§ **Page excerpt**:

☆ ☆ ☆ ☆

Esperanza Cabral, who served as head of the Department of Health in 2010, said the country can still expect an increase in positive cases in the next two weeks.

"I don't think we are peaking next week or even the week after. I don't think we have controlled coronavirus yet," Cabral told CNN Philippines' The Source, adding that the worst has "yet to come."

The number of confirmed COVID-19 cases in the country topped 2,000 as of the Health Department's latest record. Cabral attributed the continuous upward trend to more tests conducted by officials.

Despite this, the former health chief said the government would still need to secure tens of thousands more tests before officials can analyze the severity of the virus in local communities.

"We will have to do more tests. If we have done 10 or 20,000 of them, we can more or less determine what is the prevalence of coronavirus in our community," she added. "And perhaps we can say that at that time, (if) we have controlled or not controlled the coronavirus."

A total of 88 people have died due to the infectious disease in the Philippines, which saw its biggest single-day increase in cases so far on Tuesday. Fourty-nine patients have meanwhile recovered.

Online calls for mass testing— including from netizens and healthworkers alike— have circulated in the past few days, but DOH noted there was no need for that at the moment amid limited laboratory capacity.

The Food and Drug Administration recently approved five imported rapid test kits— four manufactured in China and one from Singapore— in an effort to expedite the testing procedures for patients. However, the regulator said samples will still need to undergo confirmatory tests through the real-time polymerase chain reaction or RT-PCR machine method.

Local scientists from the University of the Philippines have also developed cheaper rapid test kits for COVID-19, but the products are still under field validation.

READ: How a team of Filipino scientists developed a COVID-19 test kit

Quarantine ineffective?

The entire of Luzon has also been placed under an "enhanced" community quarantine, a directive seen to restrict the movement of the people to curb the spread of the disease.

☆ ☆ ☆ ☆

§ **Dataset**:
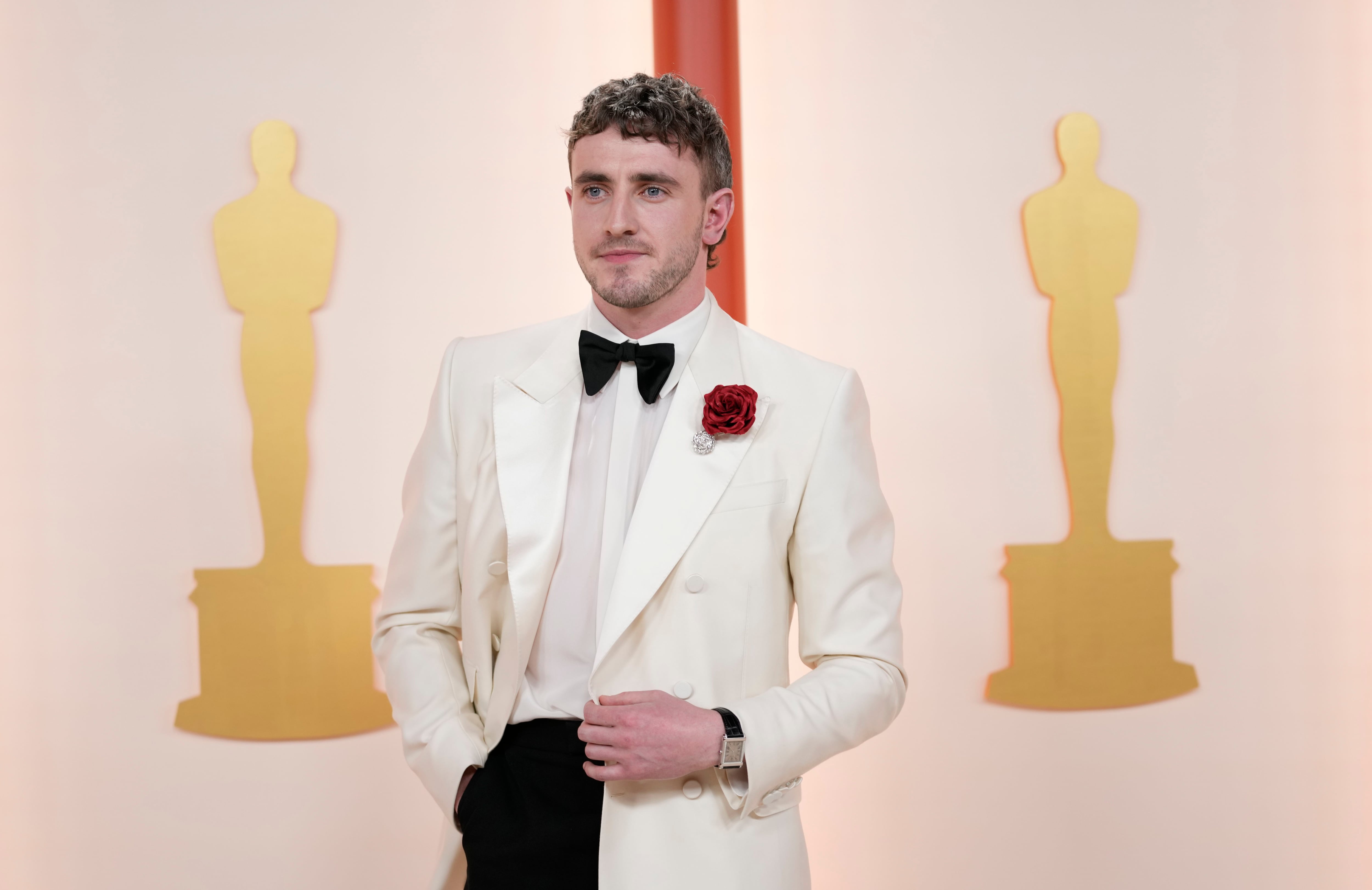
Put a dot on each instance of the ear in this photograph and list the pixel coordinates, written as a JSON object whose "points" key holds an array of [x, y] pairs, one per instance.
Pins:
{"points": [[719, 210]]}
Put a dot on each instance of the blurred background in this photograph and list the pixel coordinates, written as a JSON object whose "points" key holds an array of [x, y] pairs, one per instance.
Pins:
{"points": [[888, 149]]}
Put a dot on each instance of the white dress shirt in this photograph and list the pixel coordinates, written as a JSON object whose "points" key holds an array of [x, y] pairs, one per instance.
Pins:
{"points": [[615, 438]]}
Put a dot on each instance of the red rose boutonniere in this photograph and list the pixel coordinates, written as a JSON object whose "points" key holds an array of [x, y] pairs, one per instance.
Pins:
{"points": [[729, 411]]}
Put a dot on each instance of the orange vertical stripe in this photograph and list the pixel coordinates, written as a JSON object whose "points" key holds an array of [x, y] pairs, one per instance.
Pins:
{"points": [[699, 40]]}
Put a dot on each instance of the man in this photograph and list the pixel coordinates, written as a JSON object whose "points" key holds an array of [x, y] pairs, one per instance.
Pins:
{"points": [[607, 524]]}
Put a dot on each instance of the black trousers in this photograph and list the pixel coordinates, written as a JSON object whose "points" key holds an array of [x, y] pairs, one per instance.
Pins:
{"points": [[532, 816]]}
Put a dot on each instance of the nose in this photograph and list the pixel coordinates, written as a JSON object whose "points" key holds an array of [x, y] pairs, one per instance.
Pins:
{"points": [[622, 220]]}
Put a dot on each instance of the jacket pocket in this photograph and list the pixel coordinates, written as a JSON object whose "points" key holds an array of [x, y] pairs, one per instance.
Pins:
{"points": [[780, 799], [752, 496]]}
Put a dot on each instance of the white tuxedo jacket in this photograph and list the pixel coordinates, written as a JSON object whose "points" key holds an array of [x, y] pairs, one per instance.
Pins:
{"points": [[787, 515]]}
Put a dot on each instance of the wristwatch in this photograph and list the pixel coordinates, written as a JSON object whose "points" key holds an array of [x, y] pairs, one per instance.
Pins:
{"points": [[732, 747]]}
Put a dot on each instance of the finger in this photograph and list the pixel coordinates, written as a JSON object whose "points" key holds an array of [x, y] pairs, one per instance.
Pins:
{"points": [[633, 699], [597, 734], [597, 715], [604, 752], [606, 774]]}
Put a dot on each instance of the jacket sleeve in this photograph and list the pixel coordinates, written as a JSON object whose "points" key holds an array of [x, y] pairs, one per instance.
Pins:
{"points": [[420, 625], [847, 607]]}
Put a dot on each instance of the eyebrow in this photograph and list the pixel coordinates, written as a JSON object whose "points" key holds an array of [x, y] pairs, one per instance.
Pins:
{"points": [[662, 179]]}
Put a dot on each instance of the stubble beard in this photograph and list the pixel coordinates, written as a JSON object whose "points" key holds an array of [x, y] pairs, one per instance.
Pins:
{"points": [[625, 293]]}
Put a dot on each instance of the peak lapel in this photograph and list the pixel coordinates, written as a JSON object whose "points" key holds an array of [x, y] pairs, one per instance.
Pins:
{"points": [[536, 422], [681, 487]]}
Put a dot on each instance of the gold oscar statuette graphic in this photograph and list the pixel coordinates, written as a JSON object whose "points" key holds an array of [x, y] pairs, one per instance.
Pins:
{"points": [[285, 645], [1091, 616]]}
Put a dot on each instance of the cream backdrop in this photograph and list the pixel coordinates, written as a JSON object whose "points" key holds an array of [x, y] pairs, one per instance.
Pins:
{"points": [[890, 147]]}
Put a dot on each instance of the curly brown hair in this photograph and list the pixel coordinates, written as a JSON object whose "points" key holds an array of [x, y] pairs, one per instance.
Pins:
{"points": [[667, 110]]}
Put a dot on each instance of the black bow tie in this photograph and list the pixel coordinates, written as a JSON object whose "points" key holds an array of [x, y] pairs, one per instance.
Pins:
{"points": [[601, 357]]}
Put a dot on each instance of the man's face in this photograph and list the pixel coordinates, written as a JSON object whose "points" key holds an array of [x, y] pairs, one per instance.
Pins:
{"points": [[637, 217]]}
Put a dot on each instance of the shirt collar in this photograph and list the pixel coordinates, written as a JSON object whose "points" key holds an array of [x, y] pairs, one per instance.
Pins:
{"points": [[682, 334]]}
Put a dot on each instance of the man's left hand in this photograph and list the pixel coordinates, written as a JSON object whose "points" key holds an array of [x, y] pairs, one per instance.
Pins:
{"points": [[650, 736]]}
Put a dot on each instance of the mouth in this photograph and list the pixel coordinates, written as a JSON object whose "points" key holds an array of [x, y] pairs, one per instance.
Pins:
{"points": [[622, 257]]}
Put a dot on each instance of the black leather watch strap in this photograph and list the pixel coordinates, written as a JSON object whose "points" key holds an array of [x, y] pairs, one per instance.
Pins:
{"points": [[733, 730]]}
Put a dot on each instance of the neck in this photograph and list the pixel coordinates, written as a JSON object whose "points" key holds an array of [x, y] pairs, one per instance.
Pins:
{"points": [[644, 320]]}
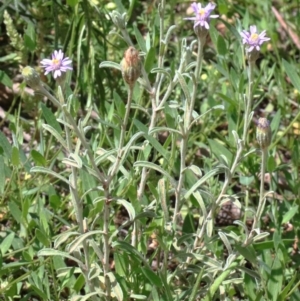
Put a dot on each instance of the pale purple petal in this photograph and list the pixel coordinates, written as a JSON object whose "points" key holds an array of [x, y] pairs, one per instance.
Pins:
{"points": [[253, 39], [57, 64], [202, 14]]}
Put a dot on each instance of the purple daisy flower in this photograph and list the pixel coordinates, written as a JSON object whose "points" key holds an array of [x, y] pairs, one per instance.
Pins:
{"points": [[57, 64], [203, 14], [253, 39]]}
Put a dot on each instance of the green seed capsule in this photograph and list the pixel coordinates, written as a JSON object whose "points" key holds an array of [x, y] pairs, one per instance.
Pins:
{"points": [[263, 133]]}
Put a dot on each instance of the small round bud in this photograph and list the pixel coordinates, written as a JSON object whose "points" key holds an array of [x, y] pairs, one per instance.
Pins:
{"points": [[31, 78], [131, 66], [263, 133]]}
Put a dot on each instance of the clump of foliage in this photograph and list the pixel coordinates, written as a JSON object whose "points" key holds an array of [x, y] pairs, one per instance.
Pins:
{"points": [[149, 153]]}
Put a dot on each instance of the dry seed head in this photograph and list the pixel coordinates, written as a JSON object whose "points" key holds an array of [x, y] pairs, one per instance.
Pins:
{"points": [[131, 66]]}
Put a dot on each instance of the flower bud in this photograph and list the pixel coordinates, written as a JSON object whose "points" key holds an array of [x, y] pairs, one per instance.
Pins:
{"points": [[131, 66], [31, 78], [263, 133], [201, 33], [118, 19]]}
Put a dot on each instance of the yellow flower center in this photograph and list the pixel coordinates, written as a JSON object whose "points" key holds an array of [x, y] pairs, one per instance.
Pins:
{"points": [[254, 37], [201, 12], [55, 61]]}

☆ ☆ ☆ ☆

§ **Exercise requirements**:
1/ From the news article on COVID-19 in the Philippines, copy the stretch from "Online calls for" through "Quarantine ineffective?".
2/ Answer these from the article on COVID-19 in the Philippines:
(a) How many people have died from the disease in the Philippines?
(b) How many imported rapid test kits did the Food and Drug Administration approve, and where were they made?
(c) Who developed cheaper rapid test kits for COVID-19?
3/ Pick up the article on COVID-19 in the Philippines after its last sentence and continue it.

§ **Task responses**:
1/
Online calls for mass testing— including from netizens and healthworkers alike— have circulated in the past few days, but DOH noted there was no need for that at the moment amid limited laboratory capacity.

The Food and Drug Administration recently approved five imported rapid test kits— four manufactured in China and one from Singapore— in an effort to expedite the testing procedures for patients. However, the regulator said samples will still need to undergo confirmatory tests through the real-time polymerase chain reaction or RT-PCR machine method.

Local scientists from the University of the Philippines have also developed cheaper rapid test kits for COVID-19, but the products are still under field validation.

READ: How a team of Filipino scientists developed a COVID-19 test kit

Quarantine ineffective?

2/
(a) 88 people.
(b) Five: four made in China and one from Singapore.
(c) Local scientists from the University of the Philippines.

3/
Cabral, however, said the quarantine imposed may prove to be ineffective, with some families unable to practice social distancing given the size of their homes.

"Most people do not have enough space in their homes to be really isolated from the rest of their family and community," she said.

The former health official meanwhile proposed a possible amendment to the quarantine protocol, which would allow "COVID-immune" individuals to leave their homes for work. She said this could be done by deploying the rapid test kits to communities.

"What we can do with it is we can test the community to find out who are already immune to coronavirus. These are the first people we can let out of the lockdown so that they can engage in economic activity," Cabral said.

A similar proposal also made rounds in Germany, with researchers reportedly proposing to roll out "immunity certificates" to residents who may be allowed to re-enter the workforce.

German researchers, through mass antibody tests, would check if residents have recovered or are already immune to the virus. Those who obtain positive results would be allowed to transition back to life and out of the lockdown.

Some lawmakers and officials have proposed the extension of the Luzon-wide quarantine, given the spike in COVID-19 cases. Cabinet Secretary Karlo Nograles, however, said health officials would still have to finalize findings and guidelines before the government can figure out its next steps.